*** Opening Exercise passage ***
One of the most serious complications from diabetes is called diabetic retinopathy. This disease, which causes damage to retinal blood vessels due to high blood sugar, can lead to blindness if it isn't caught early on.
Diabetic retinopathy is known in the medical community as the "silent disease." Many of the visual symptoms from this disease (e.g. floaters, blurred vision, and problems differentiating colors) only occur after the disease has progressed quite a bit.
Although there's no real "cure" for diabetic retinopathy, there are numerous ways doctors can halt the progression of this disease. In addition to diet modification and blood vessel growth inhibitors, eye doctors are becoming more and more interested in a new injectable drug called Anti-Vegf. Some experts believe Anti-Vegf might be the preferred treatment method for diabetic retinopathy in the years to come.
Anti-Vegf was designed to block various harmful proteins from getting into the eye. This drug has also been shown to effectively remove excess bleeding and leakage from the retinal vessels.
Before the procedure, doctors first numb whatever eye needs the injection. After that, the doctor will simply inject Anti-Vegf into the eye and, within a few minutes, the procedure is done. It's that simple.
*** Closing Exercise passage ***
*** Opening Stored data ***
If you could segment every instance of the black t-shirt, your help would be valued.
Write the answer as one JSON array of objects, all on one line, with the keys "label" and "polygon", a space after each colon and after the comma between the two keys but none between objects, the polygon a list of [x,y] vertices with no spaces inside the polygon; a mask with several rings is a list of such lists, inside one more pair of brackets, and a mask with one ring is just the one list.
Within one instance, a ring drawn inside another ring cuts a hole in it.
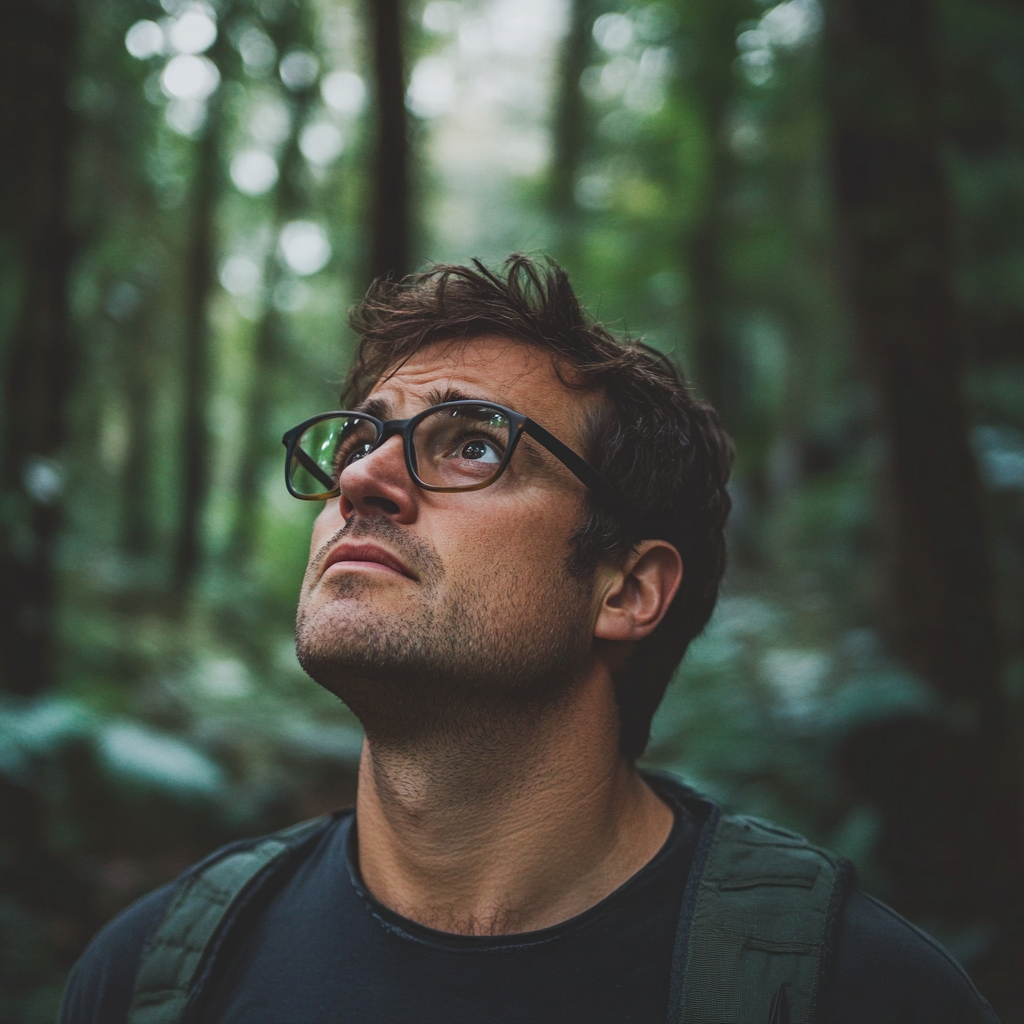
*** Closing Stored data ***
_Exercise instructions_.
[a] In the passage on diabetic retinopathy, why is the disease called the "silent disease" in the medical community? Answer in one to three sentences.
[b] Reproduce the part of the diabetic retinopathy passage starting with "Before the procedure, doctors" and going on through "It's that simple.".

_Answers provided_.
[a] Many of its visual symptoms, such as floaters, blurred vision, and problems differentiating colors, appear only after the disease has progressed quite a bit.

[b]
Before the procedure, doctors first numb whatever eye needs the injection. After that, the doctor will simply inject Anti-Vegf into the eye and, within a few minutes, the procedure is done. It's that simple.